+++ PAGE +++

# Negril.com Message Board Forums > Living in Jamaica >  Customs form

## jamaicamarylance

Why do they ask if we have unaccompanied luggage coming to JA? When we receive barrels of goods they must pass through customs and we pay the duty. If we check yes than we go to the red line. Any advice?

----------


## rene5975

When I arrived and checked that I had unaccompanied baggage, I was given a yellow form to list the contents (value) of the barrels. I took that form with me and you get a $500US allowance when you collect your barrels at the port. 

From another website with advice: (http://www.sweetjamaica.co.uk/art-of...rrel-part-one/)

+++ DATASET CONTENT +++

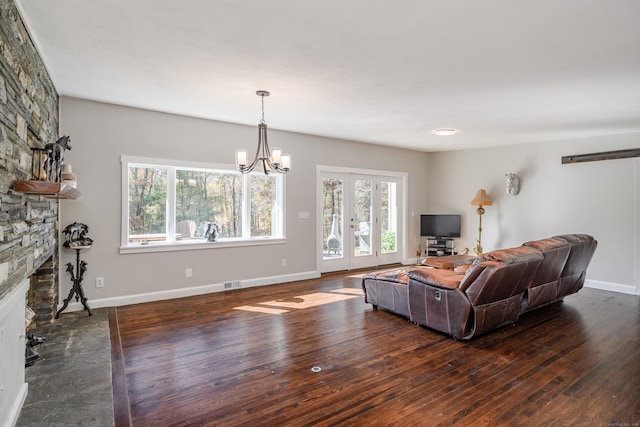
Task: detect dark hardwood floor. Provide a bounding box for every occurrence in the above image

+++
+++ DATASET CONTENT +++

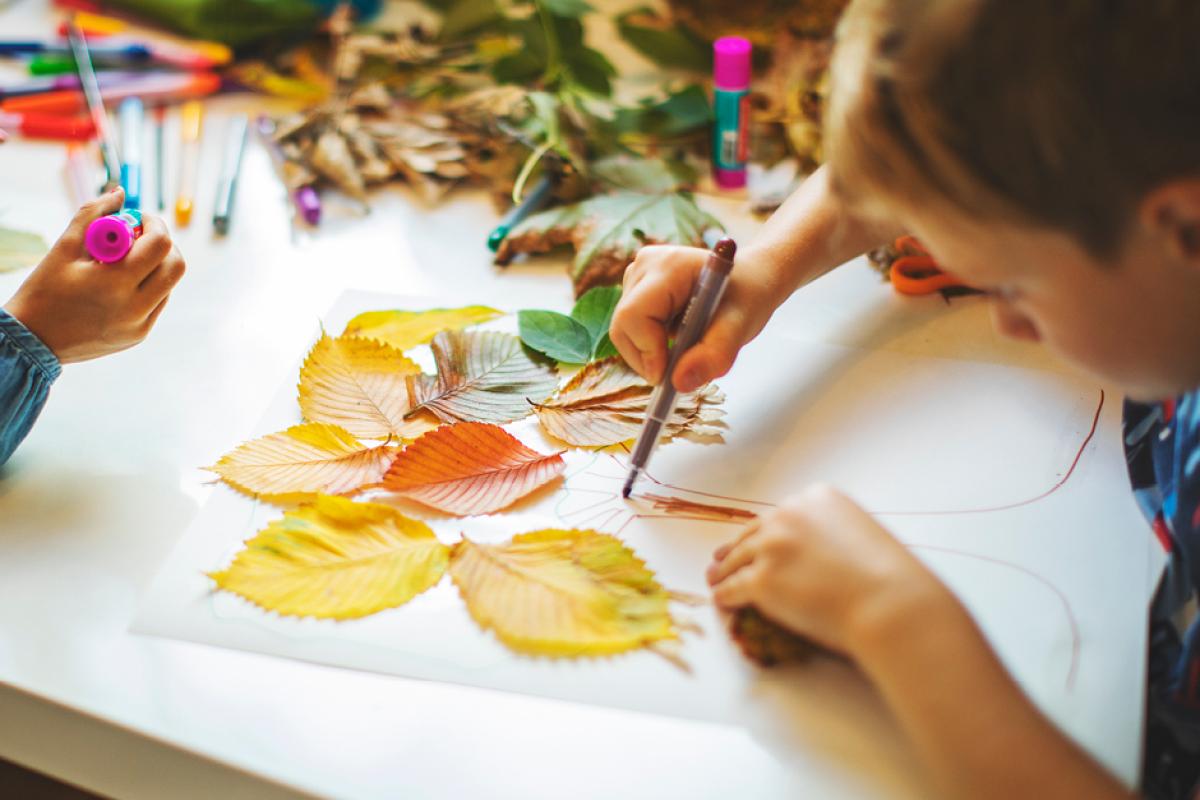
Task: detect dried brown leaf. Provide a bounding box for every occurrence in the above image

+++

WRITTEN INSTRUCTION 1
In the customs form thread, what allowance does rene5975 say you get when you collect your barrels at the port?
WRITTEN INSTRUCTION 2
Write the next part of the customs form thread, starting after its final line.

EXPECTED ANSWER 1
A $500US allowance.

EXPECTED ANSWER 2
"When travelling through customs be sure to join the ‘Red To Declare Line’ at the airport and ask for an unaccompanied baggage form known as C15 or ‘yellow form’. Fill this out with the Customs/Immigration Declaration Form, the C5 or white form and hand it to a representative. This proves you have travelled and shipped the items to yourself when clearing the goods at the wharf. The customs official at the airport will check your allowances in your accompanied luggage and if you have not exceed the US$500 limit it will be transferred to the items you have shipped lowering your tax payable at the wharf."

----------


## jamaicamarylance

Thanks a lot Rene... The website was informative. I think we will try the red line and do things straight.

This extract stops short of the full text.